Prompt: Collect every line from the entries below that contains the word "green", and copy each of those lines in full.

Entries supplied:

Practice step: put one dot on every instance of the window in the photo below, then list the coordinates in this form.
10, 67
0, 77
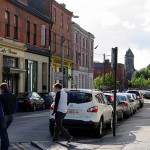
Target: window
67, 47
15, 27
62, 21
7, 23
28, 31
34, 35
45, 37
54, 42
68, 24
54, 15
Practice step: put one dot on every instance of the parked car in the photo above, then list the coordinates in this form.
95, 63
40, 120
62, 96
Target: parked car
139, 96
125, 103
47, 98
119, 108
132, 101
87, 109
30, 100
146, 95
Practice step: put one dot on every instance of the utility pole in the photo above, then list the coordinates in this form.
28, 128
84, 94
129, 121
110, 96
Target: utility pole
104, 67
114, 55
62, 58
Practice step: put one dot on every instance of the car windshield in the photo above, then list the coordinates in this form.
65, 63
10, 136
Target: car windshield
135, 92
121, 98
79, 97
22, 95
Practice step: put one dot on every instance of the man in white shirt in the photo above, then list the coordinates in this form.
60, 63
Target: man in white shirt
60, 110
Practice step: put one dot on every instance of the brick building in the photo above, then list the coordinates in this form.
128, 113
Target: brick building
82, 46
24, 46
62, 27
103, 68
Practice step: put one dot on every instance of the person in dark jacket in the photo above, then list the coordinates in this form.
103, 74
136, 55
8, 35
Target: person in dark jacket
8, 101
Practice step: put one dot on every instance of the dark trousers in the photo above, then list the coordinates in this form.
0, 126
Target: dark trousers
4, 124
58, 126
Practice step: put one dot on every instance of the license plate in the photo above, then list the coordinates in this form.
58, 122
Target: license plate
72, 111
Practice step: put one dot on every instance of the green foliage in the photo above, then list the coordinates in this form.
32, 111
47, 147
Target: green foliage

...

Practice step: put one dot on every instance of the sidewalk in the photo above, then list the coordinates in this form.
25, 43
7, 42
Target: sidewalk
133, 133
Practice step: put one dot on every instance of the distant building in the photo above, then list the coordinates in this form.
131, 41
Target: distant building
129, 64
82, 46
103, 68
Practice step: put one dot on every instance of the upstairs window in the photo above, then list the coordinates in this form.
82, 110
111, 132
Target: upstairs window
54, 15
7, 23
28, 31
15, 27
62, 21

Solution to this problem:
Practice step: put one dot on every instance of the green foliage in the photo above, then list the coordinates in this form.
Target: green foliage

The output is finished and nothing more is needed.